Reproduce only what runs from the line containing "Reviewer note: every instance of the white tv" to the line containing "Reviewer note: every instance of the tree" in the records below, inclusive. Keep it exact, and keep the pictures out.

» Region pointing data:
= Beginning of Section =
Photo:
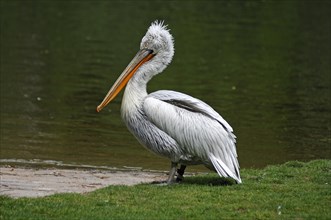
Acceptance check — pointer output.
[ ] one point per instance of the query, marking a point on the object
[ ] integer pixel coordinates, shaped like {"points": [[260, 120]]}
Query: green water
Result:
{"points": [[263, 65]]}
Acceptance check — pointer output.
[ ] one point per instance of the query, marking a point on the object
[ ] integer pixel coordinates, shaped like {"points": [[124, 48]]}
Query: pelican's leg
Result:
{"points": [[180, 173], [171, 178]]}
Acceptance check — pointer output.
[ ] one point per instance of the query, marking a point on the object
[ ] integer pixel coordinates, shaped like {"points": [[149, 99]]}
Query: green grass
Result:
{"points": [[294, 190]]}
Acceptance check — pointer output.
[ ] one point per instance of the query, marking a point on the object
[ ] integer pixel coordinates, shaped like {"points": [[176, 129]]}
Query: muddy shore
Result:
{"points": [[36, 182]]}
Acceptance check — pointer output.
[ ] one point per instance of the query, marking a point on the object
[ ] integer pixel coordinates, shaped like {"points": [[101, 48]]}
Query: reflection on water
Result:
{"points": [[264, 66]]}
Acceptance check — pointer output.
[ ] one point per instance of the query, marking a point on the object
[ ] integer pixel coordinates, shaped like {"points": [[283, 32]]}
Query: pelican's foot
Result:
{"points": [[164, 183]]}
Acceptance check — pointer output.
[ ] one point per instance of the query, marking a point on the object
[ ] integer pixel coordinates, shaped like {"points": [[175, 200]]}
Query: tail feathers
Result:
{"points": [[223, 170]]}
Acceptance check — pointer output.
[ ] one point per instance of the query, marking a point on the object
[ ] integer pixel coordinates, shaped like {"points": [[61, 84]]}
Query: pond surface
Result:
{"points": [[264, 66]]}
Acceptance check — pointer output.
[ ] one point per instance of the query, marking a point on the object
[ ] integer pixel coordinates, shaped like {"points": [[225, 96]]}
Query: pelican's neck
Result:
{"points": [[136, 89], [134, 95]]}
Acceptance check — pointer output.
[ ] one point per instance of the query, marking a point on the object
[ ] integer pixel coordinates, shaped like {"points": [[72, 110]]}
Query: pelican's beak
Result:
{"points": [[141, 57]]}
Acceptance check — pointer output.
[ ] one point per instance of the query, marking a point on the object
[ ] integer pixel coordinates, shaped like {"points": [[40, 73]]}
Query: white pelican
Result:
{"points": [[172, 124]]}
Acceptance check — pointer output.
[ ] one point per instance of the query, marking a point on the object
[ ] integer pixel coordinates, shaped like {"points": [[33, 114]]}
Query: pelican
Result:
{"points": [[172, 124]]}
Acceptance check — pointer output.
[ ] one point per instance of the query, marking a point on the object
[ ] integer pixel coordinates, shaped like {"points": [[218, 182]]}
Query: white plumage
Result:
{"points": [[172, 124]]}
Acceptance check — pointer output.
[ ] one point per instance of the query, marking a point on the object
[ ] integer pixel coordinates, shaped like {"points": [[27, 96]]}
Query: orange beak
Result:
{"points": [[141, 57]]}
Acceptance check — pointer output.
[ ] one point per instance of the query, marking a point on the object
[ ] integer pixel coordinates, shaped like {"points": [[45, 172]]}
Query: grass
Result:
{"points": [[294, 190]]}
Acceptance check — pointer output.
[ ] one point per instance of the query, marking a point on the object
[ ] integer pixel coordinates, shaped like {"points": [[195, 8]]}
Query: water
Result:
{"points": [[264, 66]]}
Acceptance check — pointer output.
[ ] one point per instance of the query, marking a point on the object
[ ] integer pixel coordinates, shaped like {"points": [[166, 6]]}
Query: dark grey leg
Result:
{"points": [[180, 173], [171, 178]]}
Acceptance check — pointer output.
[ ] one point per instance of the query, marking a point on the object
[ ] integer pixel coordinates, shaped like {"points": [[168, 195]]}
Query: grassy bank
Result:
{"points": [[292, 190]]}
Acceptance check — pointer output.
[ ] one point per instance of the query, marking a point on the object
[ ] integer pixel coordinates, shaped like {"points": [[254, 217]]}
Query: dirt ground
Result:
{"points": [[33, 182]]}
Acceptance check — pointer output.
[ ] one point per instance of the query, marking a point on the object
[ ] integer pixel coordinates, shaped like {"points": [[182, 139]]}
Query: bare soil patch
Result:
{"points": [[35, 182]]}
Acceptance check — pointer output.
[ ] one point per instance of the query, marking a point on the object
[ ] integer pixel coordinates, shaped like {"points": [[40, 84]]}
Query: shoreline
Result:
{"points": [[18, 181]]}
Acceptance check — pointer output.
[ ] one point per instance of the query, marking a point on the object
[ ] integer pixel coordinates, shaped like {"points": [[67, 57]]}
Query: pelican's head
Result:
{"points": [[156, 52], [160, 42]]}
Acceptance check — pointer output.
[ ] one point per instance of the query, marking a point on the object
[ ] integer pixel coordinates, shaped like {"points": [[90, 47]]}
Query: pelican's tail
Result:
{"points": [[223, 170]]}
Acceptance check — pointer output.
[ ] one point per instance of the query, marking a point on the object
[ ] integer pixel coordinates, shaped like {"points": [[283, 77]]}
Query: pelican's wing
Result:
{"points": [[200, 130]]}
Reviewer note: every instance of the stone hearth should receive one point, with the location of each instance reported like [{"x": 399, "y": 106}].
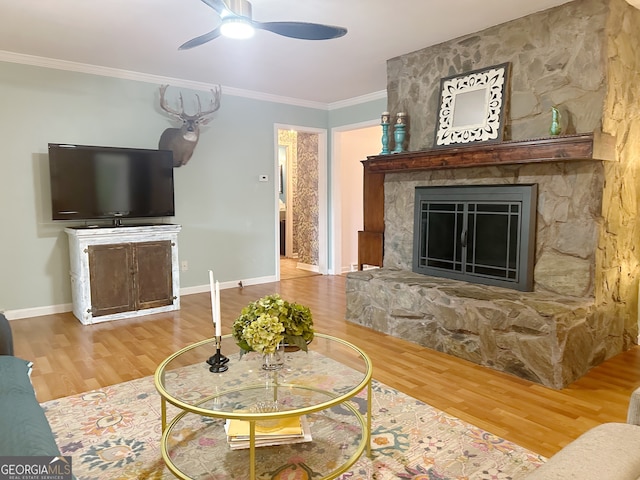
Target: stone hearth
[{"x": 549, "y": 339}]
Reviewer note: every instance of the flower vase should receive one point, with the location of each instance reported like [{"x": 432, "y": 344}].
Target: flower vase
[{"x": 275, "y": 360}]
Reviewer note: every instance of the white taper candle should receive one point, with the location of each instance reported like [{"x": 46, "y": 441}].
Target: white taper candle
[
  {"x": 218, "y": 318},
  {"x": 213, "y": 300}
]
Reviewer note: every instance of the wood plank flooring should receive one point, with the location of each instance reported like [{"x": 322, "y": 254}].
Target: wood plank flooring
[{"x": 71, "y": 358}]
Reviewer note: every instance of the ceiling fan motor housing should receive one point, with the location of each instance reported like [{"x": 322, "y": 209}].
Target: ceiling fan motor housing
[{"x": 239, "y": 7}]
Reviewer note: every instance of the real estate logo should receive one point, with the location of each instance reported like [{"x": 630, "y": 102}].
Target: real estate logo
[{"x": 35, "y": 468}]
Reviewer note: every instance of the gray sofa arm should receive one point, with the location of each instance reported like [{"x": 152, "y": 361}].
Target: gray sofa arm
[{"x": 633, "y": 413}]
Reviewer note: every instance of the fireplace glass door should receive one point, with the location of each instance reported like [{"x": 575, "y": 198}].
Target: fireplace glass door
[{"x": 478, "y": 234}]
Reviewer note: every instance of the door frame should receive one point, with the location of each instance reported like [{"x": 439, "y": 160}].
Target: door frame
[{"x": 323, "y": 243}]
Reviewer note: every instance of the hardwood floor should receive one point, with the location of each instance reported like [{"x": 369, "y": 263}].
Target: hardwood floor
[{"x": 71, "y": 358}]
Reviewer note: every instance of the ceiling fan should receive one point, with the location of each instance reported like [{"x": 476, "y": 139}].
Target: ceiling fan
[{"x": 237, "y": 23}]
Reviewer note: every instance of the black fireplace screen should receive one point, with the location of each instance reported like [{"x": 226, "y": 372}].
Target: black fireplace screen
[{"x": 481, "y": 234}]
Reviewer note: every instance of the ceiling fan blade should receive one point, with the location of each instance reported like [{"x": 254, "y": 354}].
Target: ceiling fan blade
[
  {"x": 218, "y": 5},
  {"x": 194, "y": 42},
  {"x": 302, "y": 30}
]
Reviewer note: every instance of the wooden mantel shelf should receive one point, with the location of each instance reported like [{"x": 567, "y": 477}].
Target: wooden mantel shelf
[{"x": 589, "y": 146}]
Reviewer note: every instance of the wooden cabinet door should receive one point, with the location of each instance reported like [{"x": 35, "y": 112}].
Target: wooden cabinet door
[
  {"x": 111, "y": 273},
  {"x": 153, "y": 283}
]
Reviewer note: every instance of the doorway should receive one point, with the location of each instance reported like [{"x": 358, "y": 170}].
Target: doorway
[
  {"x": 351, "y": 144},
  {"x": 301, "y": 219}
]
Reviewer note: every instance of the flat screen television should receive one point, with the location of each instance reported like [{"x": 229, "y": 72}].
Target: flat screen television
[{"x": 91, "y": 182}]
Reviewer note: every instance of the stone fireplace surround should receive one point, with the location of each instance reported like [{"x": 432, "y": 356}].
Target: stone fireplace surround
[
  {"x": 585, "y": 60},
  {"x": 552, "y": 335}
]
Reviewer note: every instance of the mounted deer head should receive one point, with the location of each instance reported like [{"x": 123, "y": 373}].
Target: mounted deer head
[{"x": 182, "y": 141}]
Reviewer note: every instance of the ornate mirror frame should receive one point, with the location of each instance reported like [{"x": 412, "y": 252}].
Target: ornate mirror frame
[{"x": 472, "y": 106}]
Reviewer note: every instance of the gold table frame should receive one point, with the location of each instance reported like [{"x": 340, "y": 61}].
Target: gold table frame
[{"x": 252, "y": 418}]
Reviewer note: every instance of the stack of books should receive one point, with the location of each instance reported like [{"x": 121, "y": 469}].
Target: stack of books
[{"x": 281, "y": 431}]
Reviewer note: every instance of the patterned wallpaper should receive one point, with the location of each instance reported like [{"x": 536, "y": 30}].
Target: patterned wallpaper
[{"x": 305, "y": 201}]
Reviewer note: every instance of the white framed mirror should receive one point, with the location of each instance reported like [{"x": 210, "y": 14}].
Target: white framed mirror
[{"x": 472, "y": 106}]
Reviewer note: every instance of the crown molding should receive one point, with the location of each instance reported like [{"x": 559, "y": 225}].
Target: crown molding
[
  {"x": 45, "y": 62},
  {"x": 358, "y": 100}
]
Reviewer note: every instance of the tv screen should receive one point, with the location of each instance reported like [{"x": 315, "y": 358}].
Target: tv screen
[{"x": 90, "y": 182}]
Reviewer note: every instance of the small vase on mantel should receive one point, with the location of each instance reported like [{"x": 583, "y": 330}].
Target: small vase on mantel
[
  {"x": 555, "y": 128},
  {"x": 273, "y": 361}
]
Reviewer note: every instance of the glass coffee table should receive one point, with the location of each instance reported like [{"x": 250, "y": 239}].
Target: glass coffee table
[{"x": 328, "y": 388}]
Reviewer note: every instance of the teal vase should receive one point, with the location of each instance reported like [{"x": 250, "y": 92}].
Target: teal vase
[{"x": 556, "y": 128}]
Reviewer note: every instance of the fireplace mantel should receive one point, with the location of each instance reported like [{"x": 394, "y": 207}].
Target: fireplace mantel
[{"x": 589, "y": 146}]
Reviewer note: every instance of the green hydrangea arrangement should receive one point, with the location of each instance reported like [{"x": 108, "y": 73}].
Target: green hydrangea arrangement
[{"x": 265, "y": 323}]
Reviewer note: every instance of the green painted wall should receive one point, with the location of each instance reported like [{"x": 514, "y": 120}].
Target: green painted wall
[{"x": 227, "y": 216}]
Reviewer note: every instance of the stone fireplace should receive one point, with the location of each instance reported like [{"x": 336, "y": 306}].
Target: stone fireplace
[{"x": 584, "y": 304}]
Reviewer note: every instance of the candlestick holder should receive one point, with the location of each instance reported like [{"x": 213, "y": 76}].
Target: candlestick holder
[{"x": 218, "y": 362}]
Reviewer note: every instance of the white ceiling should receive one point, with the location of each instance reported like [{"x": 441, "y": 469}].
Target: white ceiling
[{"x": 144, "y": 35}]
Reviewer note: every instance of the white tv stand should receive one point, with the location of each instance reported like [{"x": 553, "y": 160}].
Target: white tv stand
[{"x": 123, "y": 272}]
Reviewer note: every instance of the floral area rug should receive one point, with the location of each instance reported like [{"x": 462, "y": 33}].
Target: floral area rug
[{"x": 114, "y": 433}]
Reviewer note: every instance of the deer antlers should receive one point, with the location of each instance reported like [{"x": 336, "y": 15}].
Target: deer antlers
[{"x": 214, "y": 106}]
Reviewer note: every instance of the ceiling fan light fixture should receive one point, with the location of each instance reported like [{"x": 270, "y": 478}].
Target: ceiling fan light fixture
[{"x": 236, "y": 27}]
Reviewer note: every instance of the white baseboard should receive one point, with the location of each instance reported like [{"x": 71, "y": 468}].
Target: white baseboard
[
  {"x": 67, "y": 307},
  {"x": 37, "y": 311},
  {"x": 308, "y": 267}
]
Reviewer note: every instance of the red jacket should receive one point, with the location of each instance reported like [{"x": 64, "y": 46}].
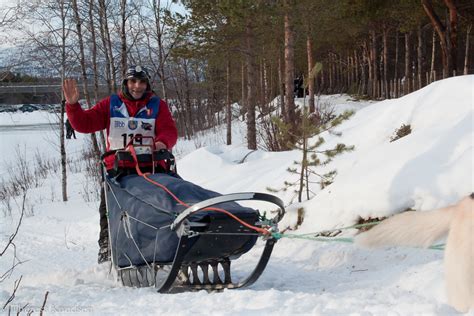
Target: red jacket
[{"x": 98, "y": 118}]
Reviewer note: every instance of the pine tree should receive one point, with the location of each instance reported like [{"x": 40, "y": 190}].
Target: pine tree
[{"x": 308, "y": 141}]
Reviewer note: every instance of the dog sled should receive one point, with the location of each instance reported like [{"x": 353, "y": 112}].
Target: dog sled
[{"x": 172, "y": 234}]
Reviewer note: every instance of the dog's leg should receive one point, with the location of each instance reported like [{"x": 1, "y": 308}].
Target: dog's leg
[
  {"x": 408, "y": 229},
  {"x": 459, "y": 258}
]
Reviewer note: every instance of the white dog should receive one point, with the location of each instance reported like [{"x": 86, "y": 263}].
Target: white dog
[{"x": 423, "y": 229}]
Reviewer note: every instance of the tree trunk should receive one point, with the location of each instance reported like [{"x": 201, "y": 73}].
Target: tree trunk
[
  {"x": 309, "y": 52},
  {"x": 407, "y": 64},
  {"x": 228, "y": 105},
  {"x": 385, "y": 63},
  {"x": 123, "y": 37},
  {"x": 453, "y": 34},
  {"x": 103, "y": 36},
  {"x": 108, "y": 44},
  {"x": 420, "y": 57},
  {"x": 397, "y": 54},
  {"x": 441, "y": 31},
  {"x": 243, "y": 109},
  {"x": 373, "y": 57},
  {"x": 94, "y": 65},
  {"x": 61, "y": 130},
  {"x": 161, "y": 59},
  {"x": 251, "y": 99},
  {"x": 433, "y": 56},
  {"x": 281, "y": 87},
  {"x": 289, "y": 68},
  {"x": 466, "y": 54},
  {"x": 95, "y": 144},
  {"x": 187, "y": 93}
]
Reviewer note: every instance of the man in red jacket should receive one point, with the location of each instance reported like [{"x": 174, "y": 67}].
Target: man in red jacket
[{"x": 135, "y": 111}]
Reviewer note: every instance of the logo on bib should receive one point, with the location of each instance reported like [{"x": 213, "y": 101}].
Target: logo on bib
[
  {"x": 132, "y": 125},
  {"x": 146, "y": 126}
]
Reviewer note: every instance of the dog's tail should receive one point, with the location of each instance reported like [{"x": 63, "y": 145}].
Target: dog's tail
[{"x": 413, "y": 229}]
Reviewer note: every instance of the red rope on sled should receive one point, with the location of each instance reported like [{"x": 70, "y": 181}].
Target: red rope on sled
[{"x": 216, "y": 209}]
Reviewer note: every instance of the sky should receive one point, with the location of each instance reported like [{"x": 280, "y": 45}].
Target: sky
[{"x": 429, "y": 168}]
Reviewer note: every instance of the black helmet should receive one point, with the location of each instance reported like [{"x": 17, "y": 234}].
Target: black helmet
[{"x": 137, "y": 72}]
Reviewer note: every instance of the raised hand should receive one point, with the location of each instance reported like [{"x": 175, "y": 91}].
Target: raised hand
[{"x": 71, "y": 94}]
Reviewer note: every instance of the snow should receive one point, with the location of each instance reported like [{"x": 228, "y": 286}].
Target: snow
[{"x": 429, "y": 168}]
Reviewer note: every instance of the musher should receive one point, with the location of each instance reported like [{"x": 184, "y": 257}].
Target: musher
[{"x": 134, "y": 111}]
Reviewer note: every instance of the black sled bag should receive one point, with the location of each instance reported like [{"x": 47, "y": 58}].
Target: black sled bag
[{"x": 140, "y": 212}]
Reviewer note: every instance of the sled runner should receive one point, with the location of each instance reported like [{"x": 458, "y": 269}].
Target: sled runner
[{"x": 172, "y": 234}]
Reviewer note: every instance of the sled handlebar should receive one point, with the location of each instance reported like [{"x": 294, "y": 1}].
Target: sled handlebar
[{"x": 231, "y": 198}]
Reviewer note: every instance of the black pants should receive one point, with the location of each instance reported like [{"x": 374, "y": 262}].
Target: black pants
[{"x": 104, "y": 226}]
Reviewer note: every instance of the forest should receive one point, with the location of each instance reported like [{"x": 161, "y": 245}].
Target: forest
[{"x": 208, "y": 54}]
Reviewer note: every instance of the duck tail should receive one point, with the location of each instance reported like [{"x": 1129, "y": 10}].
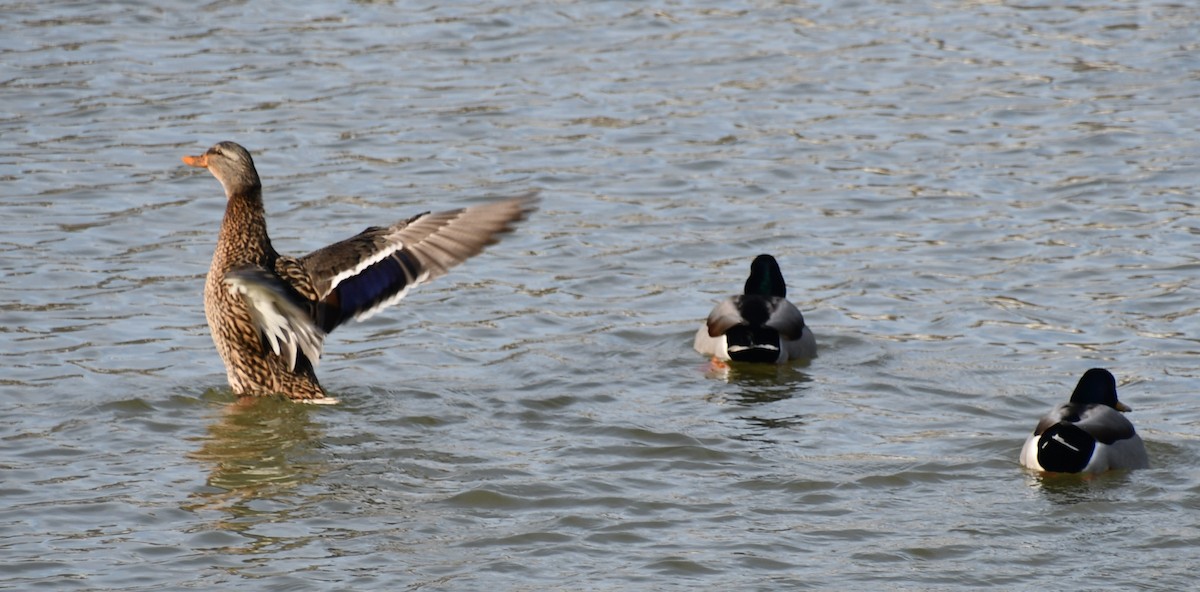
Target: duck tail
[
  {"x": 1065, "y": 448},
  {"x": 753, "y": 344}
]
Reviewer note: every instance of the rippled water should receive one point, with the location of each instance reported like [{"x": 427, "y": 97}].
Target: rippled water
[{"x": 972, "y": 202}]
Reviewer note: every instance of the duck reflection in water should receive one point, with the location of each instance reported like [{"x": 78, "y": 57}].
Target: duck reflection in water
[{"x": 259, "y": 448}]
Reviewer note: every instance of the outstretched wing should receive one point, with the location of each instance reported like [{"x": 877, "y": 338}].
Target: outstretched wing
[
  {"x": 281, "y": 315},
  {"x": 375, "y": 269}
]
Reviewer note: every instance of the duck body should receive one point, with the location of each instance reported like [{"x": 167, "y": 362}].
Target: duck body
[
  {"x": 1087, "y": 435},
  {"x": 269, "y": 314},
  {"x": 760, "y": 324}
]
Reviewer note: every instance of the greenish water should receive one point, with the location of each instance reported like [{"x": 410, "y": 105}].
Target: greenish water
[{"x": 971, "y": 202}]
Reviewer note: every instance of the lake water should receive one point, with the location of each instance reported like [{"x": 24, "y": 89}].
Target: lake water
[{"x": 972, "y": 202}]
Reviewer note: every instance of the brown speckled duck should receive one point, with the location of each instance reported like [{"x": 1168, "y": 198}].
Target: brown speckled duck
[{"x": 269, "y": 312}]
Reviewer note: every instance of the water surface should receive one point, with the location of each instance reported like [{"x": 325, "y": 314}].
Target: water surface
[{"x": 972, "y": 203}]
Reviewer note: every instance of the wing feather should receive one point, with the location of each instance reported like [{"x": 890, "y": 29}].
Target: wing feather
= End of Section =
» Solution to the problem:
Reviewer note: every instance of the white tv stand should receive one point, with the location of each instance reported like [{"x": 553, "y": 160}].
Target: white tv stand
[{"x": 123, "y": 272}]
Reviewer note: every instance of the floral area rug should receive one point, with the location of each instance reported like [{"x": 462, "y": 33}].
Target: floral area rug
[{"x": 114, "y": 433}]
Reviewer note: every instance of the deer antlers should receive one point, with the location of each instance reported like [{"x": 336, "y": 15}].
Target: deer antlers
[{"x": 214, "y": 106}]
Reviewer note: every instance of the ceiling fan light fixture should receive one point, with the location of each instance reported like [{"x": 270, "y": 478}].
Target: ceiling fan light fixture
[{"x": 236, "y": 27}]
Reviewer note: every instance of the white baseboard should receive one point, with the location of each instance reported like [{"x": 71, "y": 468}].
Target: white baseboard
[
  {"x": 67, "y": 307},
  {"x": 37, "y": 311},
  {"x": 308, "y": 267}
]
Reviewer note: every instance of the red jacket should receive one point, with the location of each instance reported like [{"x": 64, "y": 46}].
Target: red jacket
[{"x": 98, "y": 118}]
Reviewer note: every instance of the pine tree should receive one point, with the location of each instance reported like [{"x": 40, "y": 190}].
Target: pine tree
[{"x": 308, "y": 141}]
Reviewer note: every instance of the dog sled should receive one point, with the location of each instance reported like [{"x": 353, "y": 112}].
Target: dog sled
[{"x": 172, "y": 234}]
Reviewer note: every instance of the dog's leg should receive one point, with the location of each instance reported like [{"x": 1, "y": 308}].
Target: dog's leg
[
  {"x": 408, "y": 229},
  {"x": 459, "y": 258}
]
Reviewer note: every instance of the white dog should receive one point, with the location of each instance reported like [{"x": 86, "y": 263}].
Target: white dog
[{"x": 423, "y": 229}]
Reviewer note: every instance of the tree trunk should receive one point, with the location of each instance reported like [{"x": 201, "y": 73}].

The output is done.